What to do ▸
1/ In the passage on adverse condition detectors, what does a battery-powered model do when its battery power runs low?
2/ Extend the passage on adverse condition detectors, starting after its final sentence.

## start Source

BACKGROUND OF THE INVENTION

The present invention generally relates to residential alarms for detecting an adverse condition in a building. More specifically, the present invention is directed to a method and system for providing an improved test system for an adverse condition detector.

Alarm systems which detect dangerous conditions in a home or business, such as the presence of smoke, carbon dioxide or other hazardous elements, are extensively used to prevent death or injury. In recent years, it has been the practice to interconnect different alarm units which are located in different rooms of a home. Specifically, smoke detecting systems for warning inhabitants of a fire include multiple detectors installed in the individual rooms of a home, and the detectors are interconnected so that the alarms of all the detectors will sound if only one detector senses any combustion products produced by a fire. In this way, individuals located away from the source of the combustion products are alerted as to the danger of fire, as well as those in closer proximity to the fire.

In an effort to maintain the effectiveness of the multiple adverse condition detectors positioned throughout a home, such detectors are provided with a manual test switch. Manufacturers recommend that occupants test each of the adverse condition detectors periodically by pressing the manual test switch and observing if the detector produces a perceptible indication that the alarm is operational, usually by sounding an audible alarm and optionally providing a visual signal from a LED. In addition, battery powered models of such detectors include a battery power monitoring circuit that automatically sounds the audible alarm with a unique sound if a low battery power condition occurs.

Unfortunately, lack of maintenance or improper maintenance may not alert the user that the adverse condition detector is inoperative, and consequently it may not respond when the ambient adverse conditions increase to an undesirable level. This can occur when the owner of the detector has not maintained the detector in proper working condition by failing to check the operability of the detector with the manual test switch on a regular basis as suggested.

One reason why owners do not check the operability of an adverse condition detector at regular intervals results from the fact that such detectors produce an alarm that can be extremely annoying or even painful when the user is in close proximity to the detector.

## end Source
## start Data lines

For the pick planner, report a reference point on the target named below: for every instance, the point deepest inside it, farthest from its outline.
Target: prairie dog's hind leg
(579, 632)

## end Data lines

Answers for the exercise ▸
1/ Its battery power monitoring circuit automatically sounds the audible alarm with a unique sound.

2/
One solution to this problem is embodied in the Tanguay et al. U.S. Pat. No. 6,348,871. In this system, when the test switch is depressed, an attenuated alarm signal is generated by a transducer, such as an audible horn. The attenuated operational alarm signal decreases the output level of the alarm for at least the first two pulses of a series of alarm pulses that define the alarm signal. By reducing the output level of the first two pulses, the user is able to test the alarm at close range without the uncomfortable sound generated at the maximum level for the transducer, and furthermore the user is allowed to become progressively accustomed to the shrill horn sound. This type of system is embodied by the Model FADC available from Maple Chase of Ill. In the Model FADC produced by Maple Chase, the first two pulses of the temporal alarm signal are generated at two-thirds the full voltage, while the third pulse is generated at full voltage.

Although the attenuation of the voltage applied to the piezoelectric horn reduces the volume of the alarm signal when a user is testing the device, a reduction in the voltage applied to the horn can sometimes cause the horn to produce an inconsistent sound in addition to the lower volume. Although the horn may be operating properly at the lower voltage level, an uninformed user many times reached the conclusion after the first two horn pulses that the horn was not operating correctly due to the slightly different sound generated. Thus, although the prior art system was conceptually functional, the occasional misinterpretation of the poor horn quality presented an opportunity for improvement.

Therefore, it is an object of the present invention to provide an improved test feature that allows the alarm indicator or transducer of the adverse condition detection apparatus to be operated to generate an apparently reduced magnitude alarm signal for the initial output pulses while still applying a full amplitude signal to such transducer. Additionally, it is an object of the present invention to reduce the acoustic magnitude of the perceived alarm output to reduce the impact on the user while operating the transducer according to its optimal characteristics, such that a user perceives proper operation of the device.

SUMMARY OF THE INVENTION

The present invention provides an adverse condition detector that enables a user to test the detector in close proximity without having to endure a fully operational alarm signal. The detector of the invention includes a control unit coupled to an adverse condition sensor that is operable to detect an adverse condition in an area near the apparatus. When an adverse condition is detected, the control unit generates an alarm signal through an alarm indicator coupled to the control unit. Preferably, the alarm signal has an alarm level and an alarm duration. In one embodiment of the invention, the alarm signal includes a plurality of alarm pulses each having an alarm pulse duration and the alarm level.

The adverse condition detector of the invention further includes a test switch coupled to the control unit that allows the user to activate the test switch to test the operation of the adverse condition detector. Upon activation of the test switch, a test request is received at the control unit indicating the beginning of a test sequence.

Upon receiving the test request, the control unit generates a test signal that is received by the alarm indicator for indicating to the user that the detector is operating correctly. Preferably, the test signal is generated at the alarm level and for a test duration substantially less than the alarm duration. Since the duration of the test signal is less than the duration of the alarm signal, the user is not subjected to the full operation of the alarm signal during the test sequence.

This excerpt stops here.